┏━━
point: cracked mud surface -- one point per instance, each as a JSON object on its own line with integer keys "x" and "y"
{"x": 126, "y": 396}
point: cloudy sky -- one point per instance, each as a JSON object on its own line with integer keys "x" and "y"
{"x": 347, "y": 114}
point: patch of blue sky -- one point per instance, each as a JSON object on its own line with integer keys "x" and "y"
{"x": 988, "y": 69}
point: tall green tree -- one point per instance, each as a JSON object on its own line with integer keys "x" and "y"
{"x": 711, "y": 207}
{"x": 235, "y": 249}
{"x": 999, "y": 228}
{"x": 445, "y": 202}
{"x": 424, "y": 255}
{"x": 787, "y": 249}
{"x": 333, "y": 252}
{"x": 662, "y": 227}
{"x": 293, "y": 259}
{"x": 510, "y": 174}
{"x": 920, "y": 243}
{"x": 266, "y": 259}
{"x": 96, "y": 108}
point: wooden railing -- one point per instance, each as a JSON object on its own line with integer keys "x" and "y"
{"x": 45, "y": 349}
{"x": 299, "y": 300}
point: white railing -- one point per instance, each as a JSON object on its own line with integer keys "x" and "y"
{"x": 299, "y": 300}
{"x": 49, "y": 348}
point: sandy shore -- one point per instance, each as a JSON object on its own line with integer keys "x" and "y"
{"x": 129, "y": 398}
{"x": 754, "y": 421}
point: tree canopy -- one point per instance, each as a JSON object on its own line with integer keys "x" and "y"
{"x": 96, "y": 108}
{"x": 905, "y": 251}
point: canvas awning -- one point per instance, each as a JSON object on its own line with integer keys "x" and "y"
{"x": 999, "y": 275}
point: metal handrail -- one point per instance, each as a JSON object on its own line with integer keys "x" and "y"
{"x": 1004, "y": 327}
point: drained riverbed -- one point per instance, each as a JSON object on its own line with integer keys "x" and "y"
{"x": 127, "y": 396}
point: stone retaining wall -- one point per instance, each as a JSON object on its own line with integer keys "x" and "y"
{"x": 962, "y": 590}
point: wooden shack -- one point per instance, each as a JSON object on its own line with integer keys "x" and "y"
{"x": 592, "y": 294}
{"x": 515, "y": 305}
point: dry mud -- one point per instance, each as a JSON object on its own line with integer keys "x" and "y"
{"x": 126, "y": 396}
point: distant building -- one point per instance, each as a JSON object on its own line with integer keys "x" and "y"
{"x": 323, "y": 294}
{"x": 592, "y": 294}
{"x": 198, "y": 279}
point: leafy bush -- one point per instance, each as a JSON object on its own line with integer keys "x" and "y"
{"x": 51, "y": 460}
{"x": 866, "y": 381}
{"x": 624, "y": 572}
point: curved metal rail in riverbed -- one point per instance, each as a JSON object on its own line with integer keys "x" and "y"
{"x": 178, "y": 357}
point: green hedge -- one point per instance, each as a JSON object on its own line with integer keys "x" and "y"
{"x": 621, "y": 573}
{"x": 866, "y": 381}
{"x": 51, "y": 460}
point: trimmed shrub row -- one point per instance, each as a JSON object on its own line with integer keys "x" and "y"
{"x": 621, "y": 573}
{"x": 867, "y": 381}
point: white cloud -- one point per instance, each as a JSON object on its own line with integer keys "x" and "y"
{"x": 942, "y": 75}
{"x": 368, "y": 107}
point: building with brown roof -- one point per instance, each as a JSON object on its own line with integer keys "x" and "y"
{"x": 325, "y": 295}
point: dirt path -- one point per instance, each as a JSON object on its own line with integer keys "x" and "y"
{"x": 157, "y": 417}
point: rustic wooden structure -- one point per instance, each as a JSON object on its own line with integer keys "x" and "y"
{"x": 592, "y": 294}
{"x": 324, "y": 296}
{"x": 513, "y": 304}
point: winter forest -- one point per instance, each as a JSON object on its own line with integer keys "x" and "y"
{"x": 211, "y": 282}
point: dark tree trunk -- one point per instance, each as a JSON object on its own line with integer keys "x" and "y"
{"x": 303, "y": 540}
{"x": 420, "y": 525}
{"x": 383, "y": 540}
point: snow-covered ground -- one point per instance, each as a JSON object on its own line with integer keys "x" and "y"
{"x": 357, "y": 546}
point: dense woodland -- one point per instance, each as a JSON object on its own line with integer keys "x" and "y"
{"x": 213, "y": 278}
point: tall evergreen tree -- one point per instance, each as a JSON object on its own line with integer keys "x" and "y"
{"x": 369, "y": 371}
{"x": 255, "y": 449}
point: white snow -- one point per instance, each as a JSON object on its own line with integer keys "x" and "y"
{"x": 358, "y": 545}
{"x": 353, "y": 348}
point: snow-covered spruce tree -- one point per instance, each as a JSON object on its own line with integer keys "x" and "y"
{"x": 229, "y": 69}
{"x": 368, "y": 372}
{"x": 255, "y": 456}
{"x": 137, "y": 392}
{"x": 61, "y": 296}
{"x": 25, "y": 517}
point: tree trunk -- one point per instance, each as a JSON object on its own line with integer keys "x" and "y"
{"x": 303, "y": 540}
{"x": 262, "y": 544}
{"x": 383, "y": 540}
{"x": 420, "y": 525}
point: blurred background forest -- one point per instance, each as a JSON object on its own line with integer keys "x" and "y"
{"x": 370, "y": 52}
┗━━
• PROBLEM DETAILS: Could you write out all of the data above again, line for line, without changing a single character?

• THE SOLUTION:
point: cracked mud surface -- one point per instance, each as a JSON object on its own line with integer keys "x" and "y"
{"x": 126, "y": 396}
point: cloudy sky -- one point per instance, each as a JSON object on its own line with integer keys "x" and "y"
{"x": 347, "y": 114}
point: patch of blue sky -- one point per instance, each as a JSON object on its own line with integer keys "x" and "y"
{"x": 988, "y": 69}
point: tall green tree -- one point per instance, each as a JSON object on its own line with integer keys "x" and "y"
{"x": 711, "y": 207}
{"x": 235, "y": 249}
{"x": 999, "y": 228}
{"x": 445, "y": 202}
{"x": 424, "y": 255}
{"x": 787, "y": 249}
{"x": 333, "y": 252}
{"x": 662, "y": 227}
{"x": 293, "y": 259}
{"x": 510, "y": 174}
{"x": 920, "y": 243}
{"x": 266, "y": 259}
{"x": 96, "y": 108}
point: wooden railing -- one point per instance, each as a JSON object on its own line with integer keys "x" and "y"
{"x": 45, "y": 349}
{"x": 299, "y": 300}
point: white railing -- one point per instance, each as a JSON object on its own line with integer keys "x" and "y"
{"x": 299, "y": 300}
{"x": 49, "y": 348}
point: sandy shore -- one point per instance, each as a JSON object on its own line with integer keys "x" and "y"
{"x": 129, "y": 398}
{"x": 754, "y": 421}
point: tree canopy -- one point per instance, each as a JSON object on its own line with integer keys "x" and "y"
{"x": 96, "y": 108}
{"x": 905, "y": 251}
point: canvas awning -- one point per instance, each as a JSON object on its own line with integer keys "x" and "y"
{"x": 999, "y": 275}
point: metal handrail -- one point per instance, each as a JSON object on its own line with integer keys "x" and "y"
{"x": 1004, "y": 327}
point: drained riverbed -- one point per instance, each as a JSON object on its own line with integer keys "x" and "y"
{"x": 127, "y": 396}
point: stone retaining wall -- one point per instance, each as a JSON object on its own line with integer keys "x" and "y"
{"x": 962, "y": 590}
point: wooden shack -- one point per instance, each as a JSON object on its own line with integer keys "x" and "y"
{"x": 592, "y": 294}
{"x": 515, "y": 305}
point: dry mud -- one point per instance, each as a JSON object on its own line with integer keys "x" and "y"
{"x": 126, "y": 396}
point: distant building -- one point per instance, each as a JSON object on its own line with integer keys "x" and "y"
{"x": 323, "y": 294}
{"x": 592, "y": 294}
{"x": 198, "y": 279}
point: leafy bush -- one point per instance, each as a JSON object on its own line with integer keys "x" and "y"
{"x": 51, "y": 460}
{"x": 866, "y": 381}
{"x": 624, "y": 572}
point: curved metal rail in riverbed -- one point per instance, each as a JSON object on its own line with integer keys "x" and "y"
{"x": 178, "y": 357}
point: green hedge -- one point per instance, each as a JSON object on its own line with integer keys "x" and "y"
{"x": 621, "y": 573}
{"x": 866, "y": 381}
{"x": 51, "y": 460}
point: trimmed shrub row -- one point per instance, each as a JSON object on its own line with integer keys "x" and "y"
{"x": 621, "y": 573}
{"x": 867, "y": 381}
point: white cloud -- one point per instance, each as a JSON object on its own line with integer keys "x" and "y"
{"x": 942, "y": 75}
{"x": 368, "y": 107}
point: building with brown roof -- one point per instance, each as a JSON object on its own line with integer keys "x" and "y"
{"x": 325, "y": 295}
point: dirt path -- one point per instance, each as a JSON object on its own line with integer keys "x" and "y"
{"x": 157, "y": 417}
point: rustic wooden structure -- one point per instance, each as a JSON object on its own line with integer keys "x" and "y"
{"x": 592, "y": 294}
{"x": 324, "y": 296}
{"x": 513, "y": 304}
point: winter forest -- one point per instance, each as a JSON object on its own line with integer keys "x" and "y"
{"x": 211, "y": 282}
point: dark tree trunk -- one point per instance, each as a JSON object on its own line with integer keys "x" and "y"
{"x": 303, "y": 540}
{"x": 420, "y": 525}
{"x": 383, "y": 540}
point: snow-covered ground -- one point per instance, each as a JSON object on its own line with integer keys "x" and "y"
{"x": 357, "y": 546}
point: dense woodland -- one point per instance, each as a JSON object on its own line with integer keys "x" and "y"
{"x": 213, "y": 278}
point: tall evergreen tree -- one point per instance, each as a JSON object on its own line with integer keys "x" and "y"
{"x": 369, "y": 371}
{"x": 255, "y": 449}
point: white snow -- one point per instance, each as a JSON object on its own line with integer keys "x" and "y"
{"x": 358, "y": 545}
{"x": 353, "y": 348}
point: snow-covered spruce tree -- one point per instance, each as a JSON object on its own line with integer keys "x" and "y"
{"x": 229, "y": 69}
{"x": 368, "y": 372}
{"x": 255, "y": 456}
{"x": 137, "y": 392}
{"x": 61, "y": 296}
{"x": 25, "y": 517}
point: tree trunk -- one point per instance, each as a JSON object on its own line with integer keys "x" and "y"
{"x": 303, "y": 540}
{"x": 262, "y": 544}
{"x": 383, "y": 540}
{"x": 420, "y": 525}
point: blurred background forest -- one point per instance, each as a JSON object on its own line with integer keys "x" and "y"
{"x": 370, "y": 52}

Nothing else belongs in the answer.